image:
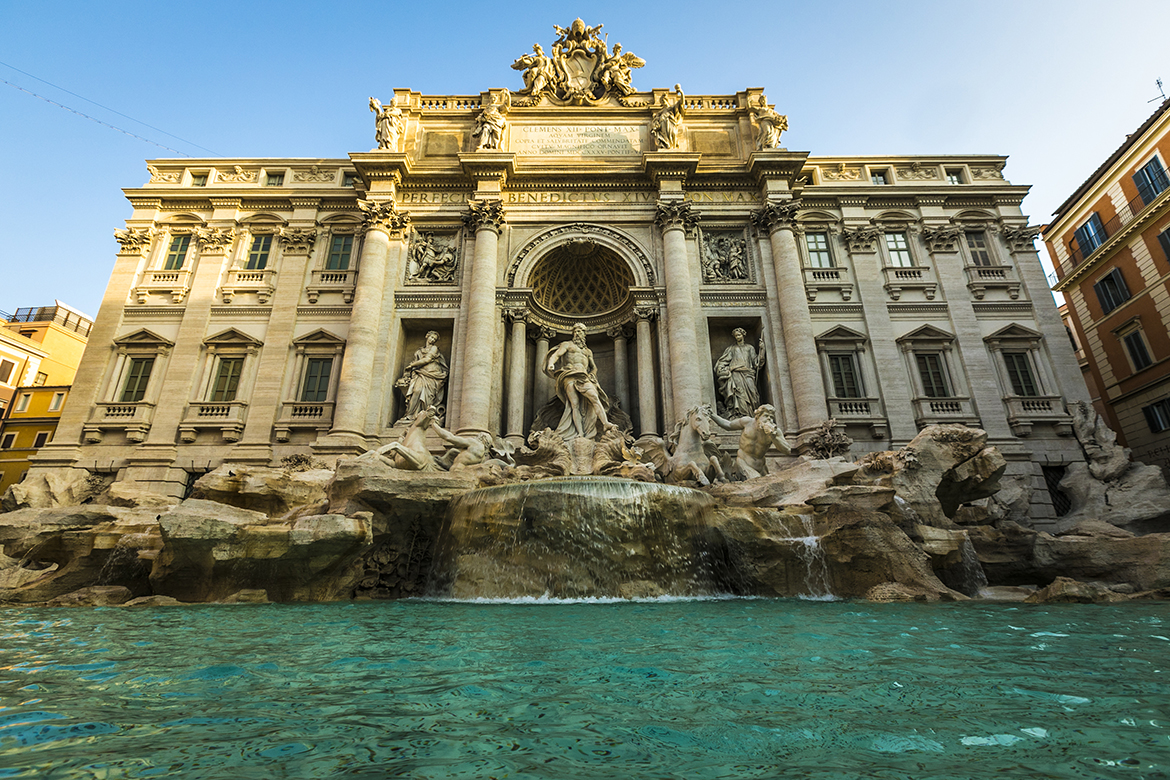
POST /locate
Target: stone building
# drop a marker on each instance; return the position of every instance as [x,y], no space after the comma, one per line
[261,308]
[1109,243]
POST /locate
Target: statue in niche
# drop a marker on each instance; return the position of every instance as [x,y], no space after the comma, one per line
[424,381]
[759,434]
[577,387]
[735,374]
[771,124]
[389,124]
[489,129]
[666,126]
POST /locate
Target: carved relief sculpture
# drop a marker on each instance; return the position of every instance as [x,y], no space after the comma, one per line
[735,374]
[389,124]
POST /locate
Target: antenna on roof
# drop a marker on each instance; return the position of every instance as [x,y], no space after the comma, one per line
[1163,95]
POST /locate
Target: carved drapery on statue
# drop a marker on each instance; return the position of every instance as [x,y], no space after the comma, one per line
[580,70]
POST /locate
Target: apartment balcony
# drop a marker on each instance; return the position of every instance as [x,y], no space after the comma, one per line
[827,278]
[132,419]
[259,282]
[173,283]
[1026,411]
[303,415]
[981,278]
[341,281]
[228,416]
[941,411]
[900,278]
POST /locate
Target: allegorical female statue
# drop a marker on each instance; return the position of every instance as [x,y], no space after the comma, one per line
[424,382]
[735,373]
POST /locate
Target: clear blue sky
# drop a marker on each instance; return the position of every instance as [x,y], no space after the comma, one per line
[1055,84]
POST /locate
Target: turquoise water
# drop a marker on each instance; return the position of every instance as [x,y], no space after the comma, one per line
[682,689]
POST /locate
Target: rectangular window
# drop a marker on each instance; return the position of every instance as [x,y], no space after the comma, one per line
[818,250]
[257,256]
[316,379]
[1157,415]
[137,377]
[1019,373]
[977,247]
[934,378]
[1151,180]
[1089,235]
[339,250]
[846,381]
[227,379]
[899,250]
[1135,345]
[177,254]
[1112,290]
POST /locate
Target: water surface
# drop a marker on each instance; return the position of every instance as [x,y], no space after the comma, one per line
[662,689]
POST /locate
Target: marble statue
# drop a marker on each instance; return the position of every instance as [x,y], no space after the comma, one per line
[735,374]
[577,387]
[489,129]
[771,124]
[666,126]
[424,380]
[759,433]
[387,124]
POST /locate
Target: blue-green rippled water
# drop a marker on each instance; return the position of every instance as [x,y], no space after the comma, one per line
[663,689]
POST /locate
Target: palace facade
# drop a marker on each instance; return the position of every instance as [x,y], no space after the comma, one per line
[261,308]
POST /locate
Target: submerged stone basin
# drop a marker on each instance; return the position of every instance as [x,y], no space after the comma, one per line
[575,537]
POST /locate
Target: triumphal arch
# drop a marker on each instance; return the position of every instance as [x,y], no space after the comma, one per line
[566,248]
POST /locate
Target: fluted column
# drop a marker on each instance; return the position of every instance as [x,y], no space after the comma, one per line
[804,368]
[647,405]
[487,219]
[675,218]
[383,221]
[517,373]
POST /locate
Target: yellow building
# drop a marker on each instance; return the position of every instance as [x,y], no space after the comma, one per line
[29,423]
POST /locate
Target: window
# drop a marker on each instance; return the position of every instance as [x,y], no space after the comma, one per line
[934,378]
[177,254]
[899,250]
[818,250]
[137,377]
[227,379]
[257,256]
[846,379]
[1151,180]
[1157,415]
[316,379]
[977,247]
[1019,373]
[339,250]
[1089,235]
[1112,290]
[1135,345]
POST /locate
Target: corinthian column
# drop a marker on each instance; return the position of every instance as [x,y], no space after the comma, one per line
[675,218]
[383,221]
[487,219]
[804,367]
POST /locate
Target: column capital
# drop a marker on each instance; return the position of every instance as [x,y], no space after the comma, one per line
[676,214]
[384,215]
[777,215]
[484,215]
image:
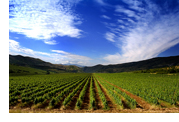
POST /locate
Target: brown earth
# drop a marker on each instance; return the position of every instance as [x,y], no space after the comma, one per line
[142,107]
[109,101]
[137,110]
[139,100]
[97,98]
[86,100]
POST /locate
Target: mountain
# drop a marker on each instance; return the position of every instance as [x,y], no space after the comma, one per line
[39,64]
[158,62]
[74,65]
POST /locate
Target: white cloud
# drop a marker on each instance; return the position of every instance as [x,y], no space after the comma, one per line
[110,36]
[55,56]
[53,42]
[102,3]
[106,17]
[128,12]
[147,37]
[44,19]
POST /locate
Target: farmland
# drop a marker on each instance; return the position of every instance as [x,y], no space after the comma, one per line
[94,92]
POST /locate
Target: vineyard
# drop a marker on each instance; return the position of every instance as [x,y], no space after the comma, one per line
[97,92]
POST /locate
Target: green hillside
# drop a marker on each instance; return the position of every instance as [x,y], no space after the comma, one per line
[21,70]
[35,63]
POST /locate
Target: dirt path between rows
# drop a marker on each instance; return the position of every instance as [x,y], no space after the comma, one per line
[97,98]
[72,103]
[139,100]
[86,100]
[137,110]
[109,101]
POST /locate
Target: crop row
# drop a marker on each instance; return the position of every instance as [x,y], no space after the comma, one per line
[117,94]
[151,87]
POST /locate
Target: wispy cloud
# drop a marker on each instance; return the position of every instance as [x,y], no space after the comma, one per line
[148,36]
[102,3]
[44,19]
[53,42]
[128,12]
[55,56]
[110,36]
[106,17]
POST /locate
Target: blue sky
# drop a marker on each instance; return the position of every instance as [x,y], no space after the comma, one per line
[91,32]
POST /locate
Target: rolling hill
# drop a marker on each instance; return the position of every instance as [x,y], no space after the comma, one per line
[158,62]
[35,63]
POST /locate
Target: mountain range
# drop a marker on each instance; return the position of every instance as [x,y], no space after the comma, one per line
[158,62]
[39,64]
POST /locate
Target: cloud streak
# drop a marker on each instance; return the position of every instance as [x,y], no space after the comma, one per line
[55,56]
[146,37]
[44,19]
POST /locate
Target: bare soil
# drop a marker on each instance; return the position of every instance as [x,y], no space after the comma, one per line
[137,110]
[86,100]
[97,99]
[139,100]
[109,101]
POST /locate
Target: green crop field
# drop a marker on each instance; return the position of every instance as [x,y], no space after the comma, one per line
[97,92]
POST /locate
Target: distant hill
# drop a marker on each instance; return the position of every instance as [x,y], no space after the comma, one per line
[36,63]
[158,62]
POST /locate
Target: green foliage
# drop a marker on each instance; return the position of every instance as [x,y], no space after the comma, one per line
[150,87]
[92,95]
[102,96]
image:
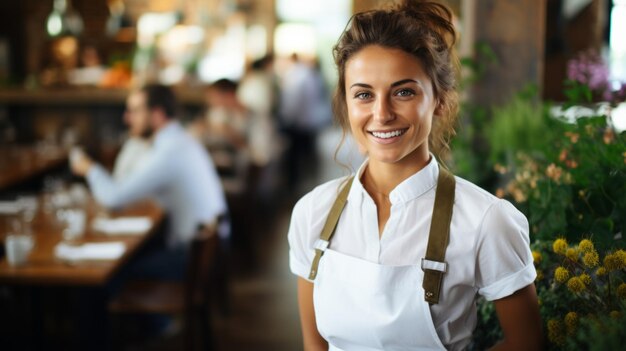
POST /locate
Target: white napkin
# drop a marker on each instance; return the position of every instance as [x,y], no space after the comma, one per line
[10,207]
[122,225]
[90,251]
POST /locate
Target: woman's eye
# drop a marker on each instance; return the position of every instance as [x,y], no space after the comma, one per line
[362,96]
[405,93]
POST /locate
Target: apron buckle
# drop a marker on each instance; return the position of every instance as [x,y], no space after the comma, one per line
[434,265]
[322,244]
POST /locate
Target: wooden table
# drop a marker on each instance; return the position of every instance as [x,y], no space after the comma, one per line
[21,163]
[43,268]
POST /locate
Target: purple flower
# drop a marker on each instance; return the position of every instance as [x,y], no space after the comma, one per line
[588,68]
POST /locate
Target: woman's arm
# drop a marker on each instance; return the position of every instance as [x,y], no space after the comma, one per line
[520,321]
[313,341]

----------

• WORK REQUEST: Print exactly the lines running from the start of the entries above to the line with "Target: turquoise water", both included; leave out any pictures.

• EXERCISE OUTPUT:
image:
POST /locate
Target: stone building
# drop a marker on each instance; return the position of every instance as [x,y], no space after the comma, one per line
[261,308]
[1109,243]
POST /locate
Target: statue in niche
# drop a marker on each instance; return the position of every instance as [x,y], no space after the comma, one per line
[424,381]
[759,434]
[577,387]
[735,374]
[771,124]
[389,124]
[489,129]
[666,126]
POST /locate
Target: carved relief sculpture
# drop a marker on each instance; return the position of every instance as [x,y], no space after the comma, one per line
[735,374]
[389,124]
POST /locate
Target: antenna on roof
# drop a marker on each instance; return the position of every instance as [x,y], no space after the comma, one per line
[1163,95]
POST /locate
Target: carved drapery on statue
# drop a marker on each instance; return the position of every instance as [x,y], no space after the comma, one per line
[580,70]
POST /locate
Target: apartment balcony
# drop a marker on each instance; return the position of every instance as [x,y], no space after the comma, one per line
[827,278]
[132,419]
[259,282]
[173,283]
[1026,411]
[303,415]
[981,278]
[341,281]
[228,416]
[941,411]
[900,278]
POST /locate
Target: allegorical female statue
# drop a marker on each instance; return the position of every instance as [x,y], no space after the comma, one per line
[424,382]
[735,373]
POST /locate
Target: clear blue sky
# drop a marker on each instance; return the position of every instance as [x,y], no space after the comma, one per line
[1055,84]
POST /locate
Target: turquoise water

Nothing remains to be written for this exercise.